§ **Selected text**
____________

Sunday, January 8, 2012
I'm sitting here, actually for a few hours now, and all I've accomplished is weaning my Twitter account of people who haven't posted in the last year or who have simply never followed back. I have also cleaned quite a bit and I managed to do 3 loads of laundry.
The problem is that today was/is supposed to be a day of writing on my current project. I've always written. I don't remember a time when I didn't write in some form. Still have the first short-story I wrote back in first grade, as well as the ribbon I got at some school competition. I remember that story oh too well. It's titled "The Magic Key." I took printing paper, folded it in half to made leaves of a book, and then "bound" the pages into a construction paper cover. After I had written a line or two on each page (it was a short short-story) I went back with crayons and illustrated each page. I remember as a kid thinking that was so cool to have my story in "book" format.
Now, there's the laptop that takes the place of pen and paper, or at least some of the time. However now there's also Netflix, Google, etc. -- plenty of things to prove distracting. Distractions are only a problem if allowed to be a problem. Some days I allow them a little too much room for play.
Having ideas isn't the problem for me. The problem is usually I have too many of them. They all come at me all at the same and then all run away before I can manage to organize them in my head. So I've learned to keep either a pad of paper with me at all times, or I make notes on my iPhone while on the go.
All in all, I think the best advice is to simply keep at it, on as much of a daily basis as possible. Those moments when the heavens open wide and the words flow as if being channeled in a divine trance, well, those moments make all the other days of labor worth it. One just hopes that the days of writing eventually out number the days of distraction.
Monday, January 2, 2012
There's a funny phenomena that occurs with my writing, or at least with my attempting to write. I have thoughts, ideas, plans all day long, simply running through my head. They take their time, stopping briefly, maybe just slowing down at times, and they allow me to get a good look at them. Sometimes I'm really amazed at the plot twists and character details that arise. That's during the day.

____________

§ **Record excerpts**
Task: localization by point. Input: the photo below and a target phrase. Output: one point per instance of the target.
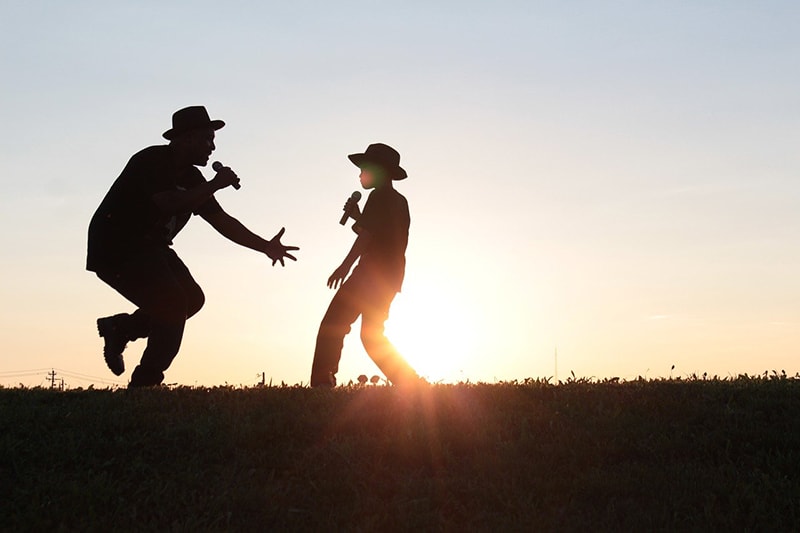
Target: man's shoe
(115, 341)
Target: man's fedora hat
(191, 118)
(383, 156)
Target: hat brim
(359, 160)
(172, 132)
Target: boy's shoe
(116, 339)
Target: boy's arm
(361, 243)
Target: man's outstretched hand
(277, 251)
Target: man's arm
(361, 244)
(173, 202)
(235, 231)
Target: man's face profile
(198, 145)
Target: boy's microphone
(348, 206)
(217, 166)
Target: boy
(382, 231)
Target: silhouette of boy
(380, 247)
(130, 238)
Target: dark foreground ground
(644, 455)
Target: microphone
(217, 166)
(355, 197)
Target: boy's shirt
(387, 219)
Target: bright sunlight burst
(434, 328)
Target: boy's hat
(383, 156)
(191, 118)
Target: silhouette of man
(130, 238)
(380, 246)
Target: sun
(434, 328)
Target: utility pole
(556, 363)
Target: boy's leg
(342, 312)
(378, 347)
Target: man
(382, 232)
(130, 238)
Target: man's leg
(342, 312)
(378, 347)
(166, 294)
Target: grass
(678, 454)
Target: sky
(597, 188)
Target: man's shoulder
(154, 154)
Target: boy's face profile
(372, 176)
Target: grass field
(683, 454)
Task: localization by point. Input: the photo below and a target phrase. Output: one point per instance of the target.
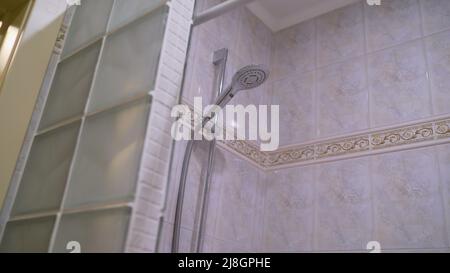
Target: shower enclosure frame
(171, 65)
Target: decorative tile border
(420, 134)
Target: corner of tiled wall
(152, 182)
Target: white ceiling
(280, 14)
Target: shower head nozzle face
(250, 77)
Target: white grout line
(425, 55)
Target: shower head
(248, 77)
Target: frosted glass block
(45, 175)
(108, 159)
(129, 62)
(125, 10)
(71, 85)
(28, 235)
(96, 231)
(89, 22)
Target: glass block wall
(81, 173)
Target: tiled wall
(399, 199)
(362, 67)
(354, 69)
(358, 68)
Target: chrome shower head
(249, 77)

____________

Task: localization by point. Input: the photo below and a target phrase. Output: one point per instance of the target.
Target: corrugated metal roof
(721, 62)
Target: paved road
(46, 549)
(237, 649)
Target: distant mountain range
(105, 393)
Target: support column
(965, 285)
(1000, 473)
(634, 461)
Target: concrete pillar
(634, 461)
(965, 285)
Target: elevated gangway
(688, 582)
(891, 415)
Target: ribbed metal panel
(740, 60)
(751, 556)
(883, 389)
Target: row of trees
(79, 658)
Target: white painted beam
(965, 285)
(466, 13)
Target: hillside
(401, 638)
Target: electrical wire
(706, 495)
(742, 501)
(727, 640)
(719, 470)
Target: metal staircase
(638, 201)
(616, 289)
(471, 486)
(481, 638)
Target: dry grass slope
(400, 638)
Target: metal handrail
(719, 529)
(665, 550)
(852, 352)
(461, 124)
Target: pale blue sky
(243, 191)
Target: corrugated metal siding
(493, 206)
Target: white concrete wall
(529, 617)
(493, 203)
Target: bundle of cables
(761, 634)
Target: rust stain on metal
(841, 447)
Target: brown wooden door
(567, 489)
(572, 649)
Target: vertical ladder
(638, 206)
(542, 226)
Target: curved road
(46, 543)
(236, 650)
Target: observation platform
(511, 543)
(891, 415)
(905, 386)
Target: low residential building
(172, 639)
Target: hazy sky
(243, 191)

____________

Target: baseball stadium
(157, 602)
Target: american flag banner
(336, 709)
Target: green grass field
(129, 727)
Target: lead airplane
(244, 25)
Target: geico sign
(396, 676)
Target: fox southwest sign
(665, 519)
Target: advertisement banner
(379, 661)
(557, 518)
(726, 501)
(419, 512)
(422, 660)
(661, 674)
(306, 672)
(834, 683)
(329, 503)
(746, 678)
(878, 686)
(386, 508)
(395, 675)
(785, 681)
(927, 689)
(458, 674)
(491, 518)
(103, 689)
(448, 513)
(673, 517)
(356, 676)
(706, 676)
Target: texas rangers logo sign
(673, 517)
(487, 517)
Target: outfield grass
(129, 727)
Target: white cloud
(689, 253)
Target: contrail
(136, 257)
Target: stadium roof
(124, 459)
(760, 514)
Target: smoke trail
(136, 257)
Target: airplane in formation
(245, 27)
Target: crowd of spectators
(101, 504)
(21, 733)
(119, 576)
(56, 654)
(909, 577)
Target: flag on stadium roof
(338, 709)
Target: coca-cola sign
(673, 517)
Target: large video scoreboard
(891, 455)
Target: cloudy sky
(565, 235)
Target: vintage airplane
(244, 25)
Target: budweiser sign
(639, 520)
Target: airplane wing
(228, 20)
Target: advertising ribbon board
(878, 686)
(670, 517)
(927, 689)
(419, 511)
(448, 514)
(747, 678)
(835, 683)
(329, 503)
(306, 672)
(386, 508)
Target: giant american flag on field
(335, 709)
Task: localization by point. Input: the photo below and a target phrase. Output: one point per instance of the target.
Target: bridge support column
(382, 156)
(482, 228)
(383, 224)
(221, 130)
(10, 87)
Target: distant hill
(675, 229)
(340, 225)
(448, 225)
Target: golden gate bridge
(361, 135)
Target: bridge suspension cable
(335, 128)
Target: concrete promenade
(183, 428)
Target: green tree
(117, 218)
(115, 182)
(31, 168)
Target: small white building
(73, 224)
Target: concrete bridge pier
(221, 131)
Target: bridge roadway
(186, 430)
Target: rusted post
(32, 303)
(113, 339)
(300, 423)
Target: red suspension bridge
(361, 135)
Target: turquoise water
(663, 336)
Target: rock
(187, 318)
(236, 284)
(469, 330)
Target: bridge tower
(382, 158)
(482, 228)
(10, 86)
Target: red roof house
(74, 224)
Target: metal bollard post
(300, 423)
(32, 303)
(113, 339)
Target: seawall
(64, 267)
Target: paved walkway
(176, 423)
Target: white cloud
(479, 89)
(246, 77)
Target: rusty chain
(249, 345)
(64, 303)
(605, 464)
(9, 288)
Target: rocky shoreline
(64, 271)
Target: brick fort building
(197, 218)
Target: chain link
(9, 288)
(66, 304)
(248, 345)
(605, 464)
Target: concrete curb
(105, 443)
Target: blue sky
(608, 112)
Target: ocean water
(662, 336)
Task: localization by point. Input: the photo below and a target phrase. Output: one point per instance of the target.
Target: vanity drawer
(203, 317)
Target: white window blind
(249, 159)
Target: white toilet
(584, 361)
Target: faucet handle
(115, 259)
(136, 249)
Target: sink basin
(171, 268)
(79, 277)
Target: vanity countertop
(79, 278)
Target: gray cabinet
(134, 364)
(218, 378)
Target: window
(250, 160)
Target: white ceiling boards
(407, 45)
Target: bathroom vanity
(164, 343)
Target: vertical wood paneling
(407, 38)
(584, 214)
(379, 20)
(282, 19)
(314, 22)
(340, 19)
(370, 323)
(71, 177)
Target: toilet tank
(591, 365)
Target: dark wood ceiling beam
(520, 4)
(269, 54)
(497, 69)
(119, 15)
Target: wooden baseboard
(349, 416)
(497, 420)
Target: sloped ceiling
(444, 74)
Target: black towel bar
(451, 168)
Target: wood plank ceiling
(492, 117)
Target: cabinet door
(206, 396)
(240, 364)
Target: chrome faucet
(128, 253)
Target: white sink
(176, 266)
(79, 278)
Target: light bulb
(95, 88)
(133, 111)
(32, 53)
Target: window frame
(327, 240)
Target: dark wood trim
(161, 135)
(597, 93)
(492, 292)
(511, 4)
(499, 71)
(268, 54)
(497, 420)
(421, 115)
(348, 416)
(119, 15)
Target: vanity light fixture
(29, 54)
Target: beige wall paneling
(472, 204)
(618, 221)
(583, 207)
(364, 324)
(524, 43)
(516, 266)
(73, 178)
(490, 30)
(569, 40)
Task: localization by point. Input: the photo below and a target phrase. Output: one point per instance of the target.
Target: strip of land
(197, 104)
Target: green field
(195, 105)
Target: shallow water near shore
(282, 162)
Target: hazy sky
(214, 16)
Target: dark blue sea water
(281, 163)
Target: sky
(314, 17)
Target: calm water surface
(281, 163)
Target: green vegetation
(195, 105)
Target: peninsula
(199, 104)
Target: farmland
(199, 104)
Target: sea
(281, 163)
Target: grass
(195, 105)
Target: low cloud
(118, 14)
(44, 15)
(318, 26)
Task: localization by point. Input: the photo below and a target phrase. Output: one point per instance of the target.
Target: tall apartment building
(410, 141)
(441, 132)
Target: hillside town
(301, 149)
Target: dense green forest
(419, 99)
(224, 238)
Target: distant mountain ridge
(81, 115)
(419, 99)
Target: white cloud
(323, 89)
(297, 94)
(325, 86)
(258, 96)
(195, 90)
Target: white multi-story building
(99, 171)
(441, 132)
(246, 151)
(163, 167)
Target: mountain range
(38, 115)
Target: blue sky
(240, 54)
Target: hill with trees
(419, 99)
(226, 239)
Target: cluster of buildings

____________

§ **The tasks**
**a.** Retype the passage of the blog post about writing and distraction from "Now, there's the" to "room for play.".
**b.** Continue the blog post about writing and distraction from where it stops.

§ **Answers below**
**a.**
Now, there's the laptop that takes the place of pen and paper, or at least some of the time. However now there's also Netflix, Google, etc. -- plenty of things to prove distracting. Distractions are only a problem if allowed to be a problem. Some days I allow them a little too much room for play.

**b.**
When it comes evening, however, and I sit down at the laptop, or grab a pen and open a trusty notebook, my mind goes absolutely blank! I'm currently working on a method to sneak up on thoughts so I can pen them without them getting suspicious that I might actually be doing something productive.
For quite sometime I've read online about Amanda Hocking. She's now a millionaire, within 2 years of self-publishing her young adult supernatural romance novels. I finally got a Kindle (yay! love it!) and purchased the first book of her My Blood Approves series. Within a few pages I was hooked.
Imagine my surprise that I was enjoying reading a young adult novel! I'm now on the third book of the series, with plans on buying her other books. Her Trylle trilogy is being re-released in a couple of days of days, being published in paper by St. Martin's Press. She's become very success very quickly.
Actually, that brings up another point. People write about "over-night successes." Amanda Hocking is no "over-night success." She's been writing for as long as she can remember. She tried to get published traditionally for years before venturing into e-publishing. She worked a full-time job, drank lots of Red Bull, and wrote sometimes 8 to 12 hours after work.
Rock on, Amanda!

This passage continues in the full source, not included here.